▸ GIVEN ENTRIES
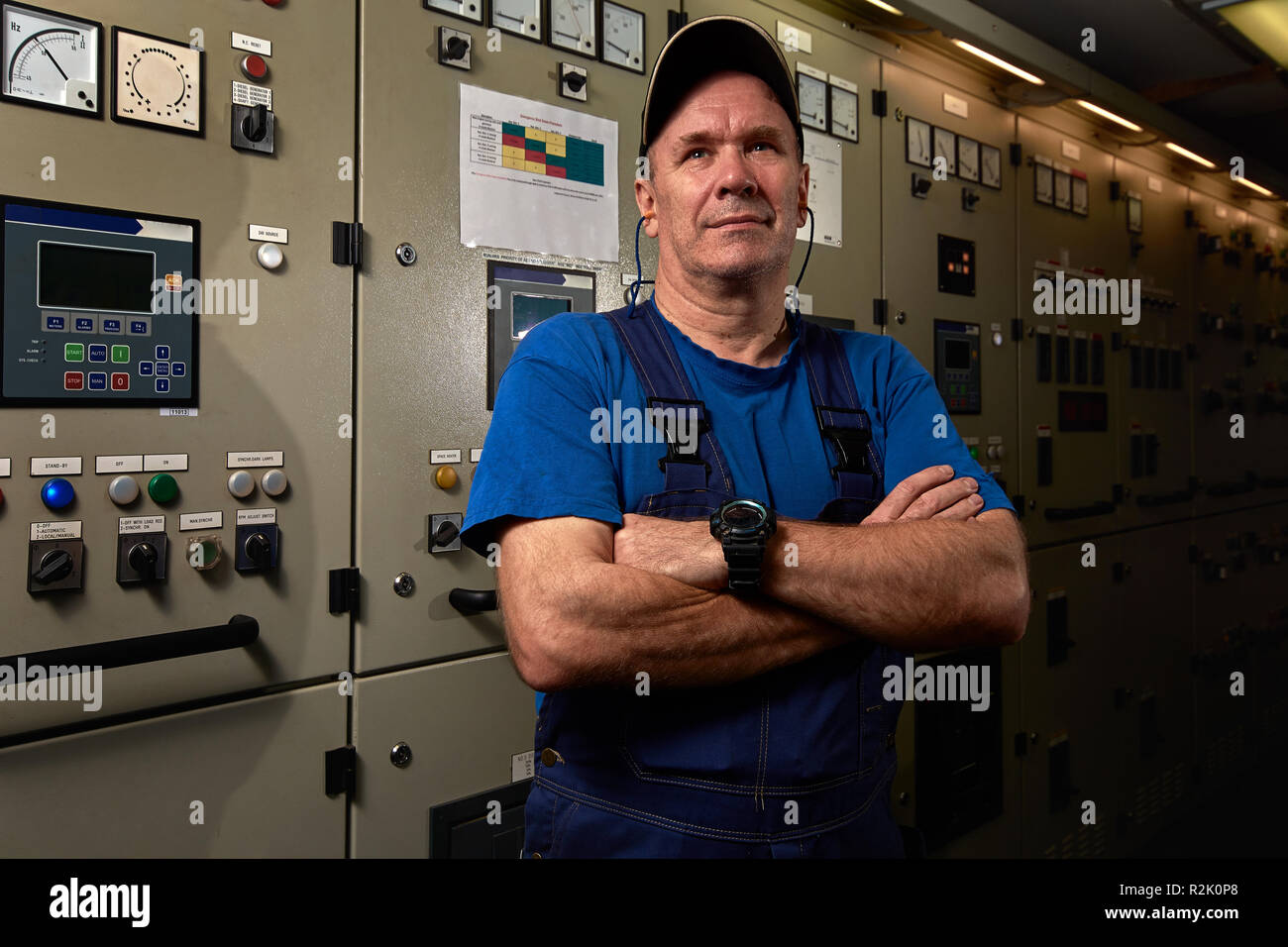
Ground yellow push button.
[434,466,456,489]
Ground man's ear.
[796,164,808,227]
[635,177,658,240]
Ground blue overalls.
[524,299,903,858]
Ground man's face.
[635,72,808,278]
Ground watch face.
[721,500,768,533]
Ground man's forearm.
[763,519,1027,652]
[502,563,854,690]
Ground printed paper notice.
[460,84,620,263]
[796,129,841,246]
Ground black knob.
[434,519,461,546]
[126,543,158,579]
[242,106,268,142]
[33,549,72,585]
[246,532,273,566]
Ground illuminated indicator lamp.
[40,476,76,510]
[149,474,179,502]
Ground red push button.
[242,53,268,82]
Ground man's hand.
[613,513,729,591]
[860,467,984,526]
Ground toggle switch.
[255,244,286,269]
[107,474,139,506]
[40,476,76,510]
[228,471,255,500]
[259,471,288,496]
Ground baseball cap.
[640,16,805,156]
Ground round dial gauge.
[827,85,859,142]
[0,3,103,116]
[112,27,203,136]
[548,0,595,56]
[424,0,483,23]
[796,72,827,132]
[492,0,541,43]
[600,0,644,76]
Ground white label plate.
[31,458,81,476]
[31,519,81,543]
[179,510,224,532]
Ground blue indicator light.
[40,476,76,510]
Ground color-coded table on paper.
[471,115,604,187]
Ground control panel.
[0,197,196,407]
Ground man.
[463,17,1029,858]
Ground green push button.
[149,474,179,502]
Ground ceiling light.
[1203,0,1288,68]
[1235,177,1274,197]
[947,40,1046,85]
[1077,99,1145,132]
[1167,142,1216,170]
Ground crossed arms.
[497,467,1029,690]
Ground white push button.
[228,471,255,500]
[107,475,139,506]
[259,471,286,496]
[255,244,286,269]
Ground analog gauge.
[935,129,957,174]
[796,71,827,132]
[1033,163,1055,204]
[599,0,644,76]
[979,145,1002,189]
[421,0,483,25]
[957,137,979,181]
[492,0,541,43]
[1127,194,1145,233]
[905,119,930,167]
[0,3,103,119]
[827,85,859,142]
[546,0,595,58]
[112,26,206,136]
[1073,177,1087,217]
[1055,171,1073,210]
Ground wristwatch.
[711,500,777,594]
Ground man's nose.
[717,149,759,197]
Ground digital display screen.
[944,339,970,368]
[510,292,572,339]
[36,240,156,313]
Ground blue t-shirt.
[461,300,1015,707]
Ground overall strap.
[605,299,733,493]
[798,318,884,500]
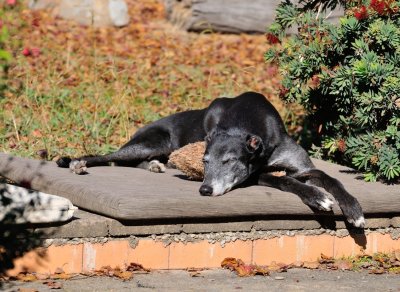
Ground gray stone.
[365,218,391,229]
[109,220,182,236]
[35,210,112,238]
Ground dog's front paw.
[316,196,334,211]
[69,160,88,174]
[148,160,165,173]
[348,216,365,228]
[339,197,365,228]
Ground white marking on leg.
[319,198,334,211]
[69,160,88,174]
[147,160,166,173]
[349,216,365,228]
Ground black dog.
[57,92,365,227]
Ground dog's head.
[199,131,263,196]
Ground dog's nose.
[199,185,213,196]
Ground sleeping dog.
[57,92,365,227]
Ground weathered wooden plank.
[0,153,400,220]
[165,0,343,33]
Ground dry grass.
[0,0,300,159]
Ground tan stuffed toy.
[168,142,206,181]
[168,142,286,181]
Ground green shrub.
[265,0,400,182]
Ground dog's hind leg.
[293,169,365,227]
[268,138,365,227]
[258,173,333,211]
[57,127,173,172]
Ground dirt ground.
[3,269,400,292]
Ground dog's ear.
[246,135,262,153]
[204,131,214,144]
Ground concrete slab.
[24,210,400,239]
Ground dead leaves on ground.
[90,263,150,281]
[221,250,400,277]
[8,263,150,289]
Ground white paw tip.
[148,160,166,173]
[69,160,87,174]
[319,198,333,211]
[349,216,365,228]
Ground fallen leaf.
[235,265,255,277]
[189,272,204,278]
[35,273,50,280]
[221,258,244,271]
[303,262,319,270]
[54,268,64,274]
[291,261,304,268]
[368,268,385,275]
[334,260,353,271]
[114,271,133,281]
[319,253,335,264]
[126,263,150,273]
[50,273,72,280]
[17,273,37,282]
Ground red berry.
[354,5,368,20]
[266,32,281,44]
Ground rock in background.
[29,0,129,27]
[165,0,343,33]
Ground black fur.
[57,92,364,227]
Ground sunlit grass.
[0,0,300,159]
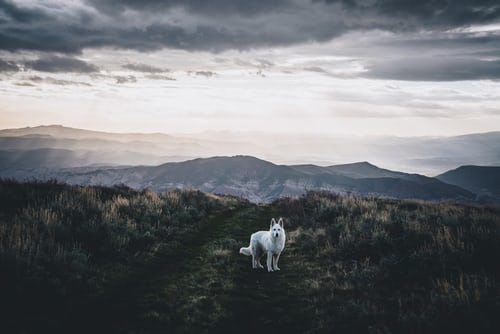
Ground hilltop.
[0,181,500,333]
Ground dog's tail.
[240,246,252,256]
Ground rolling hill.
[0,125,500,178]
[436,166,500,200]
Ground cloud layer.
[0,0,500,81]
[0,0,500,53]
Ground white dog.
[240,218,285,271]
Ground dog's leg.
[267,252,273,272]
[273,254,280,270]
[255,256,264,269]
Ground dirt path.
[74,203,313,333]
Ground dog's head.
[270,218,285,238]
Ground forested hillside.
[0,181,500,333]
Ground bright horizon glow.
[0,42,500,137]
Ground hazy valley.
[0,126,500,202]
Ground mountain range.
[0,126,500,202]
[0,125,500,176]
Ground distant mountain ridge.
[0,125,500,174]
[0,156,475,202]
[0,125,500,202]
[436,166,500,200]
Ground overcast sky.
[0,0,500,136]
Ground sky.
[0,0,500,137]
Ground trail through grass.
[76,202,312,333]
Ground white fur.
[240,218,286,271]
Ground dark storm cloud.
[0,59,19,72]
[25,56,99,73]
[313,0,500,30]
[0,0,500,80]
[0,0,500,53]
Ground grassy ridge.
[0,181,500,333]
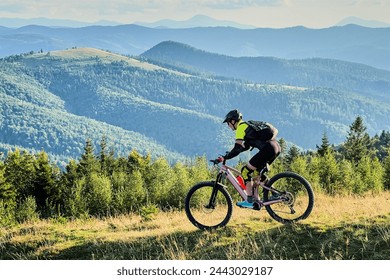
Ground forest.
[0,116,390,226]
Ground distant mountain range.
[0,22,390,70]
[141,41,390,102]
[336,17,390,28]
[0,45,390,162]
[0,15,390,29]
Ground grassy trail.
[0,192,390,260]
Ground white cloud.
[0,0,390,27]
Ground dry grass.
[0,192,390,259]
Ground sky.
[0,0,390,28]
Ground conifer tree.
[344,116,372,164]
[317,132,330,157]
[79,139,99,176]
[0,162,16,206]
[383,147,390,190]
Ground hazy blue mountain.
[141,41,390,102]
[0,25,390,70]
[0,17,120,28]
[134,15,256,29]
[336,17,390,28]
[0,48,390,164]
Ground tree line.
[0,117,390,225]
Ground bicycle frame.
[216,164,283,206]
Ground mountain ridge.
[0,48,390,166]
[0,24,390,70]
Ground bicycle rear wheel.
[185,181,233,230]
[264,172,314,224]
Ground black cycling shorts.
[249,140,281,171]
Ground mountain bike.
[185,160,314,230]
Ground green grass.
[0,192,390,260]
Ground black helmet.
[223,110,242,123]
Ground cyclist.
[218,110,281,209]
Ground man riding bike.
[218,110,281,209]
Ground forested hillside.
[0,24,390,70]
[141,41,390,102]
[0,48,390,162]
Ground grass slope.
[0,192,390,260]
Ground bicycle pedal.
[252,202,261,211]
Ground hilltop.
[0,48,390,162]
[0,24,390,70]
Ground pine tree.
[286,145,301,164]
[317,132,330,157]
[0,162,16,205]
[34,151,59,210]
[78,139,99,176]
[344,116,372,164]
[383,147,390,190]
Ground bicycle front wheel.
[185,181,233,230]
[264,172,314,224]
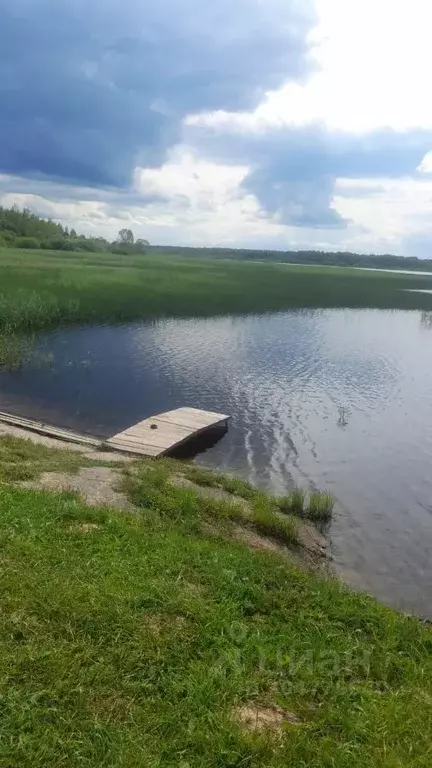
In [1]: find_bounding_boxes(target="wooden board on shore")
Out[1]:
[106,408,229,457]
[0,411,101,448]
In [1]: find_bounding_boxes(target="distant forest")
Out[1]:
[0,205,149,254]
[0,206,432,271]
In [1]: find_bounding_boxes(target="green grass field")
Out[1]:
[0,249,432,332]
[0,438,432,768]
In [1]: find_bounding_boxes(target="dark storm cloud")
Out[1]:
[0,0,314,187]
[185,123,432,228]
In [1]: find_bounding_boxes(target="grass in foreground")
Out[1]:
[0,435,112,483]
[123,459,298,546]
[0,478,432,768]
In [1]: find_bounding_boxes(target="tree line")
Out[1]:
[0,205,432,271]
[0,205,149,254]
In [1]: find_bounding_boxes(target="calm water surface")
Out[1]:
[0,310,432,616]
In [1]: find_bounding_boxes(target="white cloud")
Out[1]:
[188,0,432,132]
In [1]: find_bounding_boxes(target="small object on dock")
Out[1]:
[105,408,229,457]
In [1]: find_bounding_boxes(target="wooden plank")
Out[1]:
[0,411,101,447]
[106,408,229,456]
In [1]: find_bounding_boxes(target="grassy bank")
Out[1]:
[0,439,432,768]
[0,249,432,330]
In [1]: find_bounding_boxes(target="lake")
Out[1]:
[0,310,432,617]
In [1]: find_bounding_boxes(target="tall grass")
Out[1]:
[0,249,432,338]
[307,492,334,522]
[278,488,335,522]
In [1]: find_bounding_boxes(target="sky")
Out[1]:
[0,0,432,258]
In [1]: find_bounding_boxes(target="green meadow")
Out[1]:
[0,248,432,340]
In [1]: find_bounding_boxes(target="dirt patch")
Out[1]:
[0,422,134,463]
[142,613,187,637]
[234,704,302,733]
[69,523,102,533]
[21,467,135,512]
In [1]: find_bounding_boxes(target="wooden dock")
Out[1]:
[105,408,229,457]
[0,408,230,457]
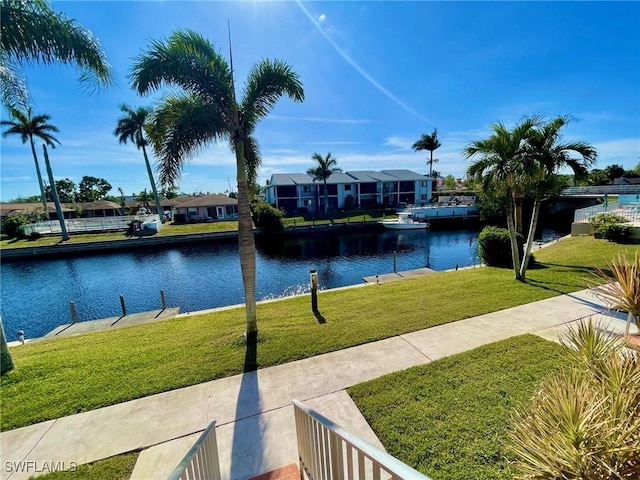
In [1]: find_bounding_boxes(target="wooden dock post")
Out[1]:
[120,295,127,317]
[69,302,78,323]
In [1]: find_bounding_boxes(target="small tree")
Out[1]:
[509,321,640,480]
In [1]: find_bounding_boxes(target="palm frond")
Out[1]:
[240,60,304,129]
[150,95,229,186]
[129,30,234,115]
[0,0,113,87]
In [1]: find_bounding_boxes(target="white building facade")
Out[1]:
[266,170,432,213]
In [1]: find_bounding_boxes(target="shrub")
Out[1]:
[251,201,284,233]
[478,226,533,267]
[594,223,631,243]
[2,214,31,238]
[589,213,627,231]
[509,321,640,480]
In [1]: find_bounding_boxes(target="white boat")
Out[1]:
[380,212,429,230]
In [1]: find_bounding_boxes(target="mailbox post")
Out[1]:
[309,269,318,313]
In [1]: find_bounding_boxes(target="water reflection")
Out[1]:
[0,230,479,340]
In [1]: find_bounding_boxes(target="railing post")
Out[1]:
[69,302,78,323]
[120,295,127,317]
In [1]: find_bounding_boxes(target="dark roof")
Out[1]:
[178,194,238,208]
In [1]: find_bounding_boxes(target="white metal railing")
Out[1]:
[560,185,640,196]
[20,215,160,236]
[168,422,221,480]
[292,400,429,480]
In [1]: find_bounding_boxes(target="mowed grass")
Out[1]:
[348,335,567,480]
[0,237,637,430]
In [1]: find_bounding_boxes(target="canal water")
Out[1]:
[0,229,560,340]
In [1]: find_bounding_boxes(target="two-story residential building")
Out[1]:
[266,170,431,213]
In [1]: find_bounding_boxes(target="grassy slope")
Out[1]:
[0,237,637,430]
[349,335,566,480]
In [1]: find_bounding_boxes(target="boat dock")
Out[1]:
[362,268,437,283]
[44,307,180,338]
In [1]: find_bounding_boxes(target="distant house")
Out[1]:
[266,170,431,213]
[0,202,75,220]
[175,195,238,222]
[72,200,121,218]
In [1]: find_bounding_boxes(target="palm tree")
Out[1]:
[463,117,539,280]
[0,107,60,218]
[113,104,164,223]
[307,152,342,213]
[520,115,597,278]
[0,0,112,107]
[413,128,441,178]
[131,30,304,340]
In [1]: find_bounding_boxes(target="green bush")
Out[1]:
[251,201,284,233]
[595,223,631,243]
[589,213,627,231]
[2,214,31,238]
[478,226,523,267]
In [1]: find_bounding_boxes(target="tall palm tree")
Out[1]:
[0,107,60,218]
[413,128,441,178]
[0,0,112,107]
[520,115,597,278]
[307,152,342,213]
[463,117,539,280]
[131,30,304,340]
[113,104,164,223]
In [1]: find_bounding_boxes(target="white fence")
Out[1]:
[292,400,429,480]
[560,185,640,196]
[20,215,160,237]
[169,422,221,480]
[573,202,640,223]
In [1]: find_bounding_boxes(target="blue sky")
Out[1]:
[0,0,640,201]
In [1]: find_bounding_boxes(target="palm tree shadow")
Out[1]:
[229,336,264,478]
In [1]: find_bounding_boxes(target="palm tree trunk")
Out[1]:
[142,145,164,223]
[507,191,522,281]
[42,144,69,242]
[324,179,329,213]
[29,136,53,220]
[520,193,542,279]
[235,141,258,341]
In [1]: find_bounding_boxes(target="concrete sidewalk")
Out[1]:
[0,290,636,480]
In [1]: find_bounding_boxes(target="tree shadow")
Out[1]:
[229,336,265,478]
[313,310,327,325]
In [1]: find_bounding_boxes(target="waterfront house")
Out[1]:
[266,170,431,213]
[174,194,238,222]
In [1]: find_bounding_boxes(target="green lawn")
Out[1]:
[348,335,567,480]
[0,237,637,430]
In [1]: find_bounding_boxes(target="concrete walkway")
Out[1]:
[0,290,636,480]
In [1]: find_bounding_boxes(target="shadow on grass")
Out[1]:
[229,335,265,478]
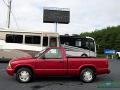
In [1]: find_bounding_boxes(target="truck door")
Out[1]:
[37,48,67,75]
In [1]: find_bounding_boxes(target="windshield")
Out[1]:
[34,48,47,58]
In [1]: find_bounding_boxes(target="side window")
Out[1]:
[90,42,95,51]
[50,37,57,47]
[45,49,62,59]
[25,35,41,44]
[75,41,81,47]
[6,34,23,43]
[43,37,48,46]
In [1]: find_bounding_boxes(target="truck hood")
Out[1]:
[11,57,33,62]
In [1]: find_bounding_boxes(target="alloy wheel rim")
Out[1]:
[19,71,30,82]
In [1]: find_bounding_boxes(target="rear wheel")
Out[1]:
[16,68,33,83]
[81,54,88,57]
[80,68,96,83]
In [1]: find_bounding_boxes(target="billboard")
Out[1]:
[43,8,70,24]
[104,49,116,55]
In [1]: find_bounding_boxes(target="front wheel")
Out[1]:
[80,68,96,83]
[16,68,33,83]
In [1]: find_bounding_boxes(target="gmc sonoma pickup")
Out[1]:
[6,47,110,83]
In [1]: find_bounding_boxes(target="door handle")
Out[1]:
[59,61,63,63]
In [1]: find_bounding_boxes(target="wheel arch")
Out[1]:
[79,65,97,74]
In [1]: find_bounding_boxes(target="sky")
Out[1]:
[0,0,120,34]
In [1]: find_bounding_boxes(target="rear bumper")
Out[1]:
[97,68,111,74]
[6,67,14,76]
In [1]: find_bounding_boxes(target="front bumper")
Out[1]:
[6,67,14,76]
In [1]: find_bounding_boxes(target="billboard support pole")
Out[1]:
[55,22,58,32]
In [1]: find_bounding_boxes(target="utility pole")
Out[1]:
[7,0,12,28]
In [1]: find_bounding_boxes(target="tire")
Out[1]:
[81,54,88,57]
[16,68,33,83]
[80,68,96,83]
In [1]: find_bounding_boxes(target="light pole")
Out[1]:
[7,0,12,28]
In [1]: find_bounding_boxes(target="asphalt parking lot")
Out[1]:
[0,60,120,90]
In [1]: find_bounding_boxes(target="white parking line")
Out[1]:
[0,69,5,71]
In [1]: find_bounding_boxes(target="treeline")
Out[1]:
[80,26,120,54]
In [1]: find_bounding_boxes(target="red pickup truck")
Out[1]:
[6,47,110,83]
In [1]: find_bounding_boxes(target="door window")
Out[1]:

▸ TASK TO CARRY OUT
Write out again everything from the line containing "Ground ceiling light." down to the line containing "[339,197,365,228]", both of those lines included, and leave the pictures out of your answer.

▸ EXERCISE OUTPUT
Ground ceiling light.
[1203,0,1288,68]
[1235,177,1274,197]
[947,40,1046,85]
[1077,99,1145,132]
[1167,142,1216,170]
Ground crossed arms.
[497,467,1029,690]
Ground white push button.
[228,471,255,500]
[107,475,139,506]
[259,471,286,496]
[255,244,286,269]
Ground analog gauge.
[935,129,957,174]
[796,71,827,132]
[1033,163,1055,204]
[599,0,644,76]
[979,145,1002,189]
[421,0,483,25]
[957,137,979,181]
[492,0,541,43]
[1127,194,1145,233]
[905,119,930,167]
[0,3,103,119]
[827,85,859,142]
[546,0,595,58]
[112,26,206,136]
[1073,177,1087,217]
[1055,171,1073,210]
Ground wristwatch.
[711,500,777,594]
Ground man's nose.
[717,149,759,197]
Ground digital display screen.
[944,339,970,368]
[510,292,572,339]
[36,240,156,313]
Ground blue t-shirt.
[461,300,1015,707]
Ground overall strap.
[605,299,733,493]
[798,318,884,500]
Ground gray stone.
[365,218,391,229]
[109,220,182,236]
[35,210,112,238]
Ground dog's front paw.
[316,196,334,211]
[69,160,88,174]
[148,160,165,173]
[348,216,365,228]
[339,197,365,228]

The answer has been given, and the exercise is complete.